*** Exercise materials ***

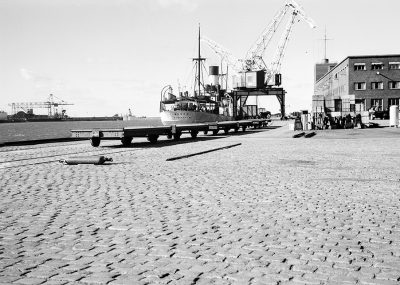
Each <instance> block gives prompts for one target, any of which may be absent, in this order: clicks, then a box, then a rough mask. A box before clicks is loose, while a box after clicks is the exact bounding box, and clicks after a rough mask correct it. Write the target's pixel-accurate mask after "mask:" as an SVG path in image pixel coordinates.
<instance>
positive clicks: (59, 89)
mask: <svg viewBox="0 0 400 285" xmlns="http://www.w3.org/2000/svg"><path fill="white" fill-rule="evenodd" d="M296 1H297V2H298V3H299V4H300V5H301V6H302V7H303V9H304V11H305V12H306V13H307V16H309V17H310V18H312V19H313V20H314V22H315V23H316V25H317V27H316V28H314V29H311V28H310V27H309V25H307V24H306V22H304V21H299V22H297V23H296V24H295V25H294V27H293V31H292V34H291V37H290V39H289V42H288V46H287V49H286V52H285V56H284V58H283V59H282V69H281V73H282V81H283V87H284V88H285V90H286V92H287V94H286V107H287V112H292V111H298V110H304V109H310V108H311V96H312V95H313V86H314V85H313V84H314V65H315V64H316V63H318V62H321V61H322V59H323V58H324V53H325V51H324V41H323V40H322V39H323V38H324V35H325V30H326V33H327V38H328V39H329V40H328V41H327V50H326V54H327V58H329V60H330V61H331V62H332V61H333V62H335V61H336V62H340V61H342V60H343V59H345V58H346V57H347V56H354V55H378V54H400V49H399V48H400V37H399V36H398V30H397V29H396V27H397V26H398V24H397V19H398V11H399V10H400V1H398V0H381V1H365V0H335V1H333V0H296ZM283 5H284V1H283V0H0V110H4V111H6V112H8V113H11V107H10V106H9V104H10V103H13V102H44V101H47V100H48V97H49V95H50V94H53V95H54V96H55V97H56V98H57V100H63V101H65V102H68V103H73V104H74V105H69V106H65V109H66V110H67V114H68V115H69V116H112V115H114V114H126V113H128V109H131V111H132V113H133V114H134V115H137V116H158V108H159V100H160V92H161V89H162V88H163V87H164V86H166V85H168V84H170V85H172V86H174V87H175V89H174V90H175V91H177V90H178V86H180V87H181V88H182V87H183V86H187V85H189V83H190V81H191V80H190V79H191V76H190V74H191V71H192V69H193V62H192V58H193V57H195V56H196V54H197V32H198V27H199V24H200V26H201V31H202V35H204V36H206V37H208V38H211V39H213V40H214V41H216V42H217V43H219V44H220V45H222V46H223V47H225V48H226V49H227V50H229V51H230V52H231V53H232V54H233V55H234V56H235V57H237V58H244V56H245V55H246V52H247V51H248V50H249V48H250V47H251V46H252V45H253V43H254V42H255V41H256V39H257V38H258V37H259V36H260V34H261V33H262V31H263V30H264V28H266V27H267V26H268V24H269V22H270V21H271V20H272V19H273V17H274V15H275V14H276V12H277V11H278V10H280V9H282V7H283ZM284 25H285V21H284V22H283V23H282V27H281V28H279V29H277V31H276V33H275V35H274V40H273V41H272V42H271V44H270V46H269V47H268V49H267V50H266V52H265V54H264V56H263V58H264V60H265V62H266V63H268V62H270V61H271V60H272V58H273V56H274V53H275V49H276V47H277V45H278V41H279V39H280V37H281V35H282V34H283V30H284ZM202 55H203V57H206V58H207V60H206V65H219V64H220V60H219V58H218V56H217V55H216V54H215V53H214V52H213V51H211V50H210V49H209V48H207V47H206V46H202ZM259 105H260V107H264V108H266V109H267V110H270V111H272V112H278V111H279V104H278V101H277V99H276V98H275V97H270V96H268V97H265V98H261V99H260V100H259ZM45 112H46V111H45V110H37V111H36V113H45Z"/></svg>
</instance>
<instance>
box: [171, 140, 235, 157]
mask: <svg viewBox="0 0 400 285" xmlns="http://www.w3.org/2000/svg"><path fill="white" fill-rule="evenodd" d="M239 145H241V143H237V144H232V145H228V146H224V147H219V148H214V149H210V150H206V151H200V152H196V153H191V154H187V155H182V156H175V157H171V158H167V160H166V161H173V160H178V159H183V158H189V157H192V156H195V155H201V154H205V153H209V152H213V151H217V150H222V149H228V148H232V147H235V146H239Z"/></svg>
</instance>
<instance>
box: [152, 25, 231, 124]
mask: <svg viewBox="0 0 400 285" xmlns="http://www.w3.org/2000/svg"><path fill="white" fill-rule="evenodd" d="M200 52H201V51H200V27H199V35H198V55H197V58H193V61H194V62H195V69H196V74H195V80H194V87H193V93H192V94H190V93H189V91H182V92H181V91H179V92H178V94H175V93H174V91H173V89H172V87H171V85H167V86H165V87H164V88H163V89H162V90H161V100H160V117H161V122H162V124H163V125H179V124H194V123H207V122H221V121H232V120H234V116H233V100H232V97H231V96H230V95H229V94H228V93H227V92H226V90H225V89H223V88H222V87H221V85H220V84H219V83H220V82H219V78H220V75H219V66H209V81H210V82H209V84H204V82H202V79H203V68H202V67H203V61H205V58H202V57H201V54H200Z"/></svg>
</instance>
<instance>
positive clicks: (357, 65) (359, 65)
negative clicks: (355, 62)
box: [354, 63, 366, 70]
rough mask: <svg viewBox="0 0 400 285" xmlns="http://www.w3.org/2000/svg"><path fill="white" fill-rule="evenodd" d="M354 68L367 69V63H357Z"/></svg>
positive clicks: (354, 66)
mask: <svg viewBox="0 0 400 285" xmlns="http://www.w3.org/2000/svg"><path fill="white" fill-rule="evenodd" d="M354 70H366V67H365V63H355V64H354Z"/></svg>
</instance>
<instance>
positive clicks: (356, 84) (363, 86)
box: [354, 82, 366, 90]
mask: <svg viewBox="0 0 400 285" xmlns="http://www.w3.org/2000/svg"><path fill="white" fill-rule="evenodd" d="M365 86H366V84H365V82H356V83H354V90H365Z"/></svg>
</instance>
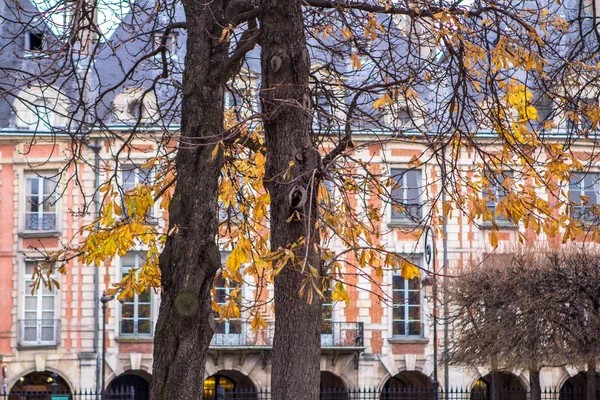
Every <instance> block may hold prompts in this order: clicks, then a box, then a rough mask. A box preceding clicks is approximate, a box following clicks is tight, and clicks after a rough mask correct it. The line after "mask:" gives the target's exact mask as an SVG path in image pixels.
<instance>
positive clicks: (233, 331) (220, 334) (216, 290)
mask: <svg viewBox="0 0 600 400" xmlns="http://www.w3.org/2000/svg"><path fill="white" fill-rule="evenodd" d="M239 287H240V286H239V284H238V283H235V282H226V281H225V279H223V277H222V276H221V275H219V276H217V277H216V278H215V290H216V296H215V302H216V303H217V304H218V305H219V306H222V305H224V304H226V303H228V302H229V297H230V296H231V294H232V292H233V291H234V290H235V289H237V288H239ZM236 301H237V302H238V303H240V304H241V302H242V291H241V290H240V291H239V292H238V297H237V299H236ZM215 323H216V328H215V334H220V335H240V334H241V333H242V320H241V319H239V318H231V319H229V320H226V319H223V320H221V317H220V315H219V314H218V313H215ZM234 340H235V339H234Z"/></svg>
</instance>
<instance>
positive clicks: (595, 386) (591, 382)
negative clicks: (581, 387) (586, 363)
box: [586, 360, 596, 400]
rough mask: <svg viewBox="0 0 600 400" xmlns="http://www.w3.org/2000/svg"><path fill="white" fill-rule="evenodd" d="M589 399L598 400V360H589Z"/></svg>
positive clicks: (588, 393)
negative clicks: (596, 387)
mask: <svg viewBox="0 0 600 400" xmlns="http://www.w3.org/2000/svg"><path fill="white" fill-rule="evenodd" d="M586 392H587V395H586V398H587V400H596V360H590V361H588V379H587V385H586Z"/></svg>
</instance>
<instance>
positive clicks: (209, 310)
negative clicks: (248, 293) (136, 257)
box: [150, 0, 227, 400]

*** End of Exercise materials ***

• _Work to complete_
In the records above, how many lines include "after"? Give that number and nothing more.

• _Written response_
2